[Task prompt] Only the lines from the first line of the material below to the line containing "POLYGON ((85 222, 214 197, 117 113, 85 222))", inclusive, should be copied, each exactly as written.

** Data extract follows **

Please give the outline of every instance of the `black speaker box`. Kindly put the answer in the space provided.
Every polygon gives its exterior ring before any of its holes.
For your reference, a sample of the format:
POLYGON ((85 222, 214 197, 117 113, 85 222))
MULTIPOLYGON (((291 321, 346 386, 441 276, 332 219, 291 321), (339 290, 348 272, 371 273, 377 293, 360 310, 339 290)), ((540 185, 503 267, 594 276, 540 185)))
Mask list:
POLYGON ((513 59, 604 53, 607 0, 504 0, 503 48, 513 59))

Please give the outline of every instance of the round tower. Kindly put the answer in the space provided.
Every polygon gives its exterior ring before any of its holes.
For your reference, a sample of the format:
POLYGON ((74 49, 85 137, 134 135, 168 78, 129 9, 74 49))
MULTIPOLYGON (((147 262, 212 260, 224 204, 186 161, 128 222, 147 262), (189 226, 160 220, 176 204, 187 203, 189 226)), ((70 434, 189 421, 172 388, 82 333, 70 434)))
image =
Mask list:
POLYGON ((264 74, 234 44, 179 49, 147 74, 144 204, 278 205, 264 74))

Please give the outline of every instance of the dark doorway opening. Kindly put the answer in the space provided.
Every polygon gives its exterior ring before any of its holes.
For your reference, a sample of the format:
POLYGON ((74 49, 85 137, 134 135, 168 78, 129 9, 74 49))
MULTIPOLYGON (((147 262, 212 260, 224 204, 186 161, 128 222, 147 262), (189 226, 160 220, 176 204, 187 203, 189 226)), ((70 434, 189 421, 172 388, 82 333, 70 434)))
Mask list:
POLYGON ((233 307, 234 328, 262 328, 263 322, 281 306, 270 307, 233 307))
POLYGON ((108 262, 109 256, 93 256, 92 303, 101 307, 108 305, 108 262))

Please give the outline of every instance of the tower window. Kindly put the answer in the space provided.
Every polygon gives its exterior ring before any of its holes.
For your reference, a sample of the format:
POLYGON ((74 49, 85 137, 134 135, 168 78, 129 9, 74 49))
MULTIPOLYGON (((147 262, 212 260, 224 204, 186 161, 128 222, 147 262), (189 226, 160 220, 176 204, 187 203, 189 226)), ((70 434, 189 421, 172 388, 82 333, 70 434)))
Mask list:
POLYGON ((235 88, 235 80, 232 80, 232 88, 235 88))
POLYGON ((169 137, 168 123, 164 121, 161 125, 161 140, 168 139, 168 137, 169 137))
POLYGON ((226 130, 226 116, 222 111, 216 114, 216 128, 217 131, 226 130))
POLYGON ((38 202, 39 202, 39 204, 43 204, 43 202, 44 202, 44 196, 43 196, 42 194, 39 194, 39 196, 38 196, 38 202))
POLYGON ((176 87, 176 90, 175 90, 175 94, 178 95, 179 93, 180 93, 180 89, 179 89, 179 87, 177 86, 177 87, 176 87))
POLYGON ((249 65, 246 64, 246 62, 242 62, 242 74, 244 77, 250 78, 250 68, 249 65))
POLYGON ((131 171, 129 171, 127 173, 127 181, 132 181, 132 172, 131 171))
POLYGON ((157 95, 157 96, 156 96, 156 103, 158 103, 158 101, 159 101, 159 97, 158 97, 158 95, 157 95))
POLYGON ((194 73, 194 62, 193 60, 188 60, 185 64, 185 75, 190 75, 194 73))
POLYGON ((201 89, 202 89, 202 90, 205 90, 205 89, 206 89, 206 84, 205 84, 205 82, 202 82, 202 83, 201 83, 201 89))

** End of Data extract **

[Task answer]
Please give the outline of every instance of the `black speaker box`. Kindly put the answer in the space provided.
Every polygon gives its exterior ring before any of its holes.
For your reference, a sample of the format:
POLYGON ((85 222, 214 197, 117 113, 85 222))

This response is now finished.